Text extract

What is the origin of “putting yourself in someone else’s shoes”?
Solution 1:
Proverbs as obvious as this one are unlikely to have a unique origin. As metaphors go, they’re completely transparent. Even if an earliest written citation could be pinpointed, it probably wouldn’t be the one all later uses derived from. It’s such a simple, everyday expression that probably many people have independently “invented” it on their own.
This probably accounts for why so many closely related variants identical in sentiment coëxist happily:
- put oneself in another’s shoes
- put oneself in another’s place
- walk a mile in someone else’s shoes
- see the world through someone else’s eyes
Support for the hypothesis of independent invention can be found in how often equivalent refrains occur in other languages. For example:
- German: eine Meile in seinen Schuhen gehen
- French: se mettre à la place de quelqu’un, se mettre à ma/ta/sa place
- Italian: mettersi nei miei panni
- Spanish: ponerse en los zapatos del otro, ponerse en mis/tus/sus zapatos, ponerse en el lugar de alguien, ponerse en mi/tu/su lugar
It’s probably not the case that one of those is the origin of the English refrain, nor vice versa. Those versions probably all arose independently without reference to the English versions. It’s sentiment that transcends any particular culture of language.
In Folklore Unbound: A Concise Introduction, author Sabra Webber calls this one a common folk saying:
Proverbs a community shares can encourage members to see a situation differently, and proverbs carry the weight of communal wisdom. If my mother-in-law and I start criticizing someone, she often stops herself to say, “We can’t really judge her unless we walk a mile in her shoes.” The common folk saying, “Before criticizing a man, walk a mile in his shoes” might echo the point of a folktale, be found in a sound, or be changed, so that the speaker might say, “Walk a mile in my shoes” thus claiming his critics have neglect the old folk saying that should be invoked on his behalf.

What is needed
Continue the passage about the shoes expression, starting right after its final sentence. The items that come after this point have nothing to do with the passage about the shoes expression.

Entries supplied
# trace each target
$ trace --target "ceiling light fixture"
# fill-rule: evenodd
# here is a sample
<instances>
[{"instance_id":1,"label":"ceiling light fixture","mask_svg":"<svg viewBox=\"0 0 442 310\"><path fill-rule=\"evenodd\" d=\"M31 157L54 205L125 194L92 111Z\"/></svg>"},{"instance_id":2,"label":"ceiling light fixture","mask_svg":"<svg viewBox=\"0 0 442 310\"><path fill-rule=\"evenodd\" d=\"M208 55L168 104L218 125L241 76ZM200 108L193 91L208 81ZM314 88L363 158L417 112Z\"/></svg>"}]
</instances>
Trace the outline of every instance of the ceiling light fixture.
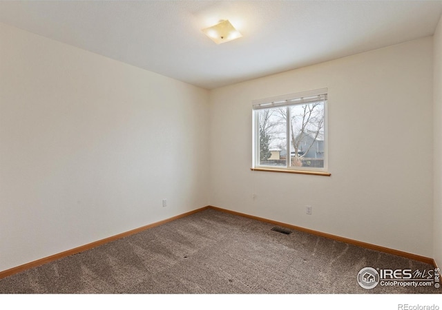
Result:
<instances>
[{"instance_id":1,"label":"ceiling light fixture","mask_svg":"<svg viewBox=\"0 0 442 310\"><path fill-rule=\"evenodd\" d=\"M215 25L203 29L202 32L217 44L229 42L242 37L242 34L235 29L230 21L227 19L220 21Z\"/></svg>"}]
</instances>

Answer to the exercise
Solution 2:
According to this planetofsuccess blog the expression is of Cherokee origin:
The earliest traces [...] of the proverb date back to the Cherokee tribe of Native Americans, who said “Don’t judge a man until you have walked a mile in his shoes”.
The author then claims Harper Lee popularized the concept in To Kill a Mockingbird, writing:
“You never really know a man until you understand things from his point of view, until you climb into his skin and walk around in it.”
Lee, Harper. To Kill a Mockingbird. J.B. Lippincott & Co., 1960
The blog then delves deeper into the meaning of empathy and how to achieve it - so it seems it answers the more philosophical part of the question as well.
Solution 3:
I'm not saying this is the origin of the idiom, "putting oneself in someone else's shoes" but you be the judge....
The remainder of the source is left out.